Transcribe verbatim the lines of the dataset records below, starting with the line that contains "Expected: a marker on each instance of the dust" and ending with the final line of the records.

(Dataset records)
-- BEGIN --

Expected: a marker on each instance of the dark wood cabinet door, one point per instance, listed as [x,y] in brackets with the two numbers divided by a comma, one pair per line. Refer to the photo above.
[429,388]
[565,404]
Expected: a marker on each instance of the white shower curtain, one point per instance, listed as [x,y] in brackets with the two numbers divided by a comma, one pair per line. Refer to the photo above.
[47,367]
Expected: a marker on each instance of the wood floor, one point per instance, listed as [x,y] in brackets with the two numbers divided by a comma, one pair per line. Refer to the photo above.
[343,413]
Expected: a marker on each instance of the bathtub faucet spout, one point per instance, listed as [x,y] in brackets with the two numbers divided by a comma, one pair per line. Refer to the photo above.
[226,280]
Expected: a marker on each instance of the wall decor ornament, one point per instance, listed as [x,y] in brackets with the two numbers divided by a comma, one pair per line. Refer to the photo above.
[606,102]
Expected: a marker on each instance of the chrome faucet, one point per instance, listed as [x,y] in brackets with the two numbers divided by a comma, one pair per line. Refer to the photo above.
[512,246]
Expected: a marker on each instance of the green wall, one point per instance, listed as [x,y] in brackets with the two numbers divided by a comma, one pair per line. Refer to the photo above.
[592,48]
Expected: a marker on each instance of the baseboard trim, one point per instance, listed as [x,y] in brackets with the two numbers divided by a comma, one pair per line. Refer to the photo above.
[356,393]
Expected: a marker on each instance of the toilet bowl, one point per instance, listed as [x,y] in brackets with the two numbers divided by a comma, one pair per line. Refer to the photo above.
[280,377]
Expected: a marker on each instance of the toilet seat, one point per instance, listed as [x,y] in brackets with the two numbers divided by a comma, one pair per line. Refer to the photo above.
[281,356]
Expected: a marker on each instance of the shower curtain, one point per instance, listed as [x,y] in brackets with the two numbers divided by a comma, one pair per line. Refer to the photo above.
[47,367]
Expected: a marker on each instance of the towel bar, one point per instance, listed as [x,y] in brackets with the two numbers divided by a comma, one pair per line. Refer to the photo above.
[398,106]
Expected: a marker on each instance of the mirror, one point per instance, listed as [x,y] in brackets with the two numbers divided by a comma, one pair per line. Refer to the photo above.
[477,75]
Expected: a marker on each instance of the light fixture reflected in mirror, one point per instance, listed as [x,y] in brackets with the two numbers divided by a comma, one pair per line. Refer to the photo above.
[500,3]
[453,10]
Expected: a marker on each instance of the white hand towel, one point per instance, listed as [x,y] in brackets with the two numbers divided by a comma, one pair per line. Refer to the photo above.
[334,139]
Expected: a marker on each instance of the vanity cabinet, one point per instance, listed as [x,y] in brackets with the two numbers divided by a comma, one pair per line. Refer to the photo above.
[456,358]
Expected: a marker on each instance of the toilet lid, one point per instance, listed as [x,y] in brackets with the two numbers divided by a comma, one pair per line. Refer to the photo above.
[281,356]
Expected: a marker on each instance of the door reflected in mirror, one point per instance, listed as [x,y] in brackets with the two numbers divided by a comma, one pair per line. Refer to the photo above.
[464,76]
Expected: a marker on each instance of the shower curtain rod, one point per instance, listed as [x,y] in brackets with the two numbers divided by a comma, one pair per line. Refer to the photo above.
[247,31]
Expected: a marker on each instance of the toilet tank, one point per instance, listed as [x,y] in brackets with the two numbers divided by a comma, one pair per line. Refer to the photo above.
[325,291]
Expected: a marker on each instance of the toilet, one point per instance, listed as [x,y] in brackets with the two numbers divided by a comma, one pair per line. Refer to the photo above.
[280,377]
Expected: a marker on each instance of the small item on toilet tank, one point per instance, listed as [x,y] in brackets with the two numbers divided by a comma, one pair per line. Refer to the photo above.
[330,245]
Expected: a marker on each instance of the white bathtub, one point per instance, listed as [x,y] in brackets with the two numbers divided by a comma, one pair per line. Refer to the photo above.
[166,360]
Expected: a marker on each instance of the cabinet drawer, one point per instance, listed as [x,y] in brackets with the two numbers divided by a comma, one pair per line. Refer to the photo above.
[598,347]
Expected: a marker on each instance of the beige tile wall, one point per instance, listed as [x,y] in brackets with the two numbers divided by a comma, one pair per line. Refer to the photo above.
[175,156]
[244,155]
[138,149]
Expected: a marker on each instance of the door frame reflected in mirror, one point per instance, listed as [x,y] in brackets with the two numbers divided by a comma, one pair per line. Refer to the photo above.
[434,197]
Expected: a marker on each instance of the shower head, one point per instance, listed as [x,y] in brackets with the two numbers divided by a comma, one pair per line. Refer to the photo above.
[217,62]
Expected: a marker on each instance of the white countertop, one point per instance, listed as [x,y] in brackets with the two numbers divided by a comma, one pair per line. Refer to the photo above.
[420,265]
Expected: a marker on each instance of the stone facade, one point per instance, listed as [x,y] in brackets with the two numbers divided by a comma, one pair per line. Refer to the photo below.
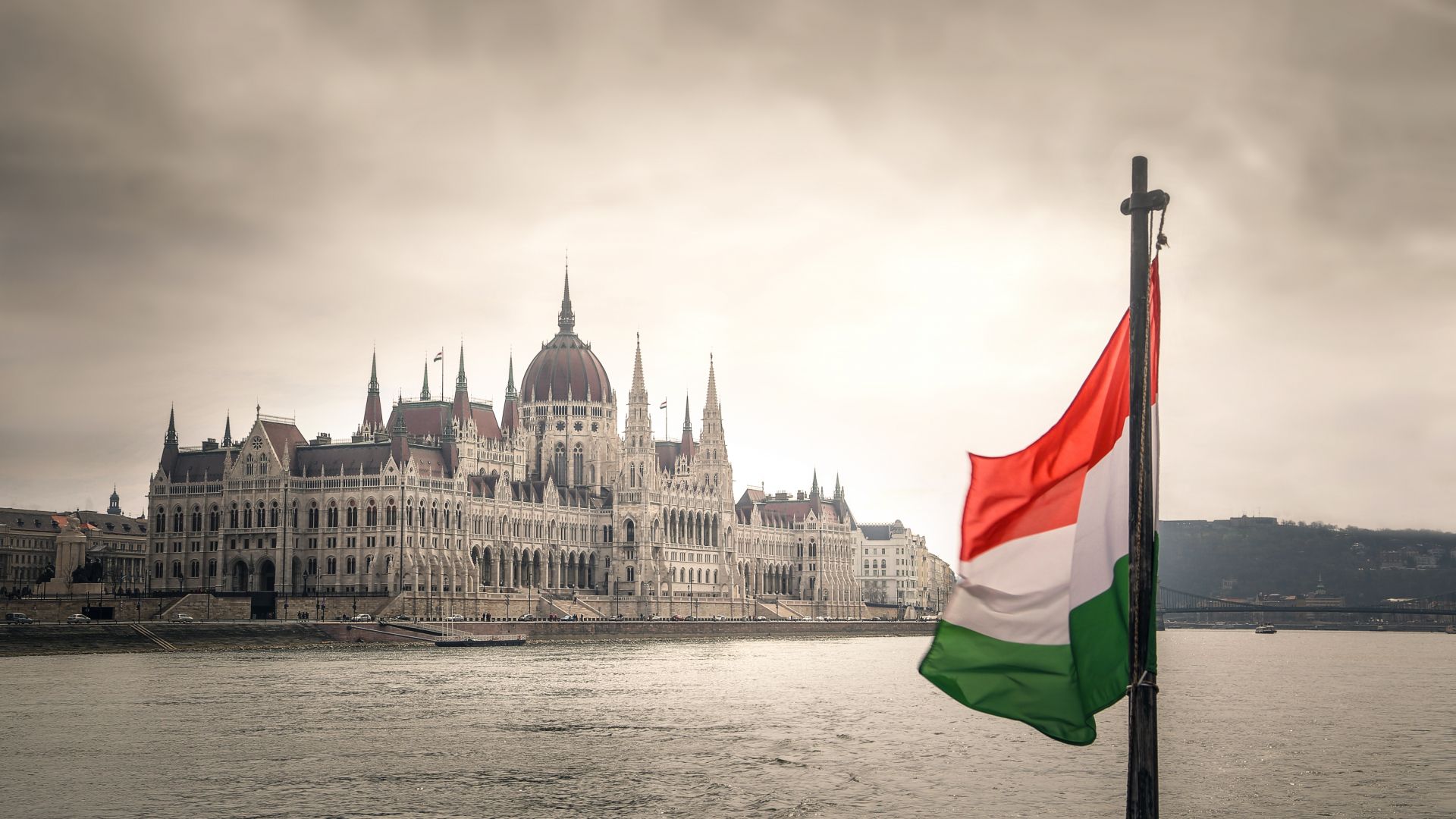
[34,542]
[444,497]
[893,566]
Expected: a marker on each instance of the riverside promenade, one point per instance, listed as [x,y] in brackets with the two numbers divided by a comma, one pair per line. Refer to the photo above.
[152,637]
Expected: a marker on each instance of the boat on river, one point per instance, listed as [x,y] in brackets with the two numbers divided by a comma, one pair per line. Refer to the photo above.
[481,640]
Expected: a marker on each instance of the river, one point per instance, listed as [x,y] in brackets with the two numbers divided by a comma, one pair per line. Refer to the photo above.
[1282,726]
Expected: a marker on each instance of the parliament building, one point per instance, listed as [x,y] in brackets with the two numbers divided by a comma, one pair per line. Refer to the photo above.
[555,497]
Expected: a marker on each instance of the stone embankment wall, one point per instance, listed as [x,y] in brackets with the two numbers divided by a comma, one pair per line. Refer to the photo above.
[206,607]
[631,629]
[102,639]
[108,639]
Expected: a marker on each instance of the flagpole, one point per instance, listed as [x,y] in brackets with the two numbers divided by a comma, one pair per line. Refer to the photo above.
[1142,692]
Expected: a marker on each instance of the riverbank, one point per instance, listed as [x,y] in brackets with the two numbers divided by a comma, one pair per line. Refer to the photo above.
[158,637]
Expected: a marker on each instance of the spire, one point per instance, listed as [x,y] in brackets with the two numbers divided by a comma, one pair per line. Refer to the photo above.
[510,379]
[373,414]
[638,384]
[566,319]
[688,430]
[400,436]
[711,404]
[509,413]
[462,401]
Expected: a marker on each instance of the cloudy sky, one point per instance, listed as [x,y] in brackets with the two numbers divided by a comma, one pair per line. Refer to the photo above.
[894,226]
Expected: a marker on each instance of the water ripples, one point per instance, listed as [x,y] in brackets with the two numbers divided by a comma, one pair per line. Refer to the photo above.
[1312,725]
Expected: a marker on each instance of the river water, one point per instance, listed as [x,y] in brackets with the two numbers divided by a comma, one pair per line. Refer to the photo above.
[1283,726]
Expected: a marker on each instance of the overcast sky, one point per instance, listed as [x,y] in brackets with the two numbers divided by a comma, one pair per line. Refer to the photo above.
[894,224]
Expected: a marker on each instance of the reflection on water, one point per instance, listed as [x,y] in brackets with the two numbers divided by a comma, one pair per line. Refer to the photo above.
[1298,725]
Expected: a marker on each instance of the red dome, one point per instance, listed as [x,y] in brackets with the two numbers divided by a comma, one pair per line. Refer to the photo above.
[565,366]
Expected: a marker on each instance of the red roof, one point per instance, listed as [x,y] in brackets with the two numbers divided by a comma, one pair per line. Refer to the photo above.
[331,460]
[565,366]
[667,452]
[428,419]
[284,438]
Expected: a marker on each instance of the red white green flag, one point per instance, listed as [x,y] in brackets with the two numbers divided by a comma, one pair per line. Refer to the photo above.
[1037,630]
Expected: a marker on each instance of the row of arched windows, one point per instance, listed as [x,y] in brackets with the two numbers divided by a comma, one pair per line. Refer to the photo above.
[689,575]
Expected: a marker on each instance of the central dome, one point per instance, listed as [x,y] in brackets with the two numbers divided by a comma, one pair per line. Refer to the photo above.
[565,366]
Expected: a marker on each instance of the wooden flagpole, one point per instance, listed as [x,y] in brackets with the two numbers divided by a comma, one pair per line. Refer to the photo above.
[1142,692]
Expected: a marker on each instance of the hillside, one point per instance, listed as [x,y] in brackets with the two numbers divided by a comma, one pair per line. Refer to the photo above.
[1245,556]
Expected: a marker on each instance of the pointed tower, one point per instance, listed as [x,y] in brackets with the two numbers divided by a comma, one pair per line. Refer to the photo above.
[688,431]
[400,436]
[566,319]
[712,447]
[641,452]
[373,413]
[462,403]
[169,444]
[511,413]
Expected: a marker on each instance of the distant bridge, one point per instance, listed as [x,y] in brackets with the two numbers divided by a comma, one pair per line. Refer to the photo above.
[1172,601]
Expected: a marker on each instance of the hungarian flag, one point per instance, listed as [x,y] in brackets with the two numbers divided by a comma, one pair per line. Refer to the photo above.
[1037,629]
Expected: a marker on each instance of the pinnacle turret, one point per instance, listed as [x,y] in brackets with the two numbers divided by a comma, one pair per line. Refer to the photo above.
[373,413]
[711,404]
[566,319]
[638,382]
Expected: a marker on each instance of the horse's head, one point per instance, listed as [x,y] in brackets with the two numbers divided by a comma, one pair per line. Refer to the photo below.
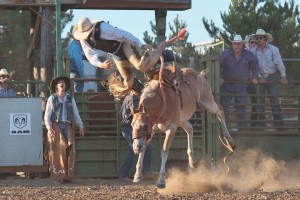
[141,131]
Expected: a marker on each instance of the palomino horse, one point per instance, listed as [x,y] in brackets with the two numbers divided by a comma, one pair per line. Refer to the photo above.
[165,109]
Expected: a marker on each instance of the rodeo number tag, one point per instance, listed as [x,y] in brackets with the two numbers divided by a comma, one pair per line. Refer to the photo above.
[20,123]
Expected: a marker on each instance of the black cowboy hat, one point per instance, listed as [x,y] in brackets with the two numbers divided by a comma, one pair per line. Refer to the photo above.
[66,79]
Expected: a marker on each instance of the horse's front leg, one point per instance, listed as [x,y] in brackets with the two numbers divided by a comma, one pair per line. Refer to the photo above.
[161,182]
[138,176]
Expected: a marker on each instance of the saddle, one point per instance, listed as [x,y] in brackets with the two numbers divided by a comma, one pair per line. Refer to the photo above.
[171,73]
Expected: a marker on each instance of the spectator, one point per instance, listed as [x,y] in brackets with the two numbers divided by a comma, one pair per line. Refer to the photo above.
[127,50]
[129,107]
[5,90]
[250,42]
[237,64]
[60,111]
[271,71]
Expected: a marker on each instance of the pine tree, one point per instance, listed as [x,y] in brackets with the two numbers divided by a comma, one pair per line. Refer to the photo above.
[246,16]
[183,48]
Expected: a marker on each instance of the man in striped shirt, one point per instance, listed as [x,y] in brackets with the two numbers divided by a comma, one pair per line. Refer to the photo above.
[5,90]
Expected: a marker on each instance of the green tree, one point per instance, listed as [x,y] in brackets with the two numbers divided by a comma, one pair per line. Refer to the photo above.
[15,39]
[246,16]
[183,48]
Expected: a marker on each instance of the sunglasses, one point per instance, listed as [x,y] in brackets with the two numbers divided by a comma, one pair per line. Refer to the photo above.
[4,76]
[260,38]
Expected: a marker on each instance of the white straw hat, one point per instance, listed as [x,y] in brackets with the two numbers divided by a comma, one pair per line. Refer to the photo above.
[238,38]
[84,28]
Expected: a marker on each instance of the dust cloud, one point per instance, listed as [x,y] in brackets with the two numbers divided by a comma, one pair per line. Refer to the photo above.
[249,171]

-- END --

» **Reply**:
Expected: a marker on each instance of the dust cloud, one point per instance, listed as [x,y] in brackets with the two numbers divided by a comma, one pair per line. Refer to the photo above.
[249,171]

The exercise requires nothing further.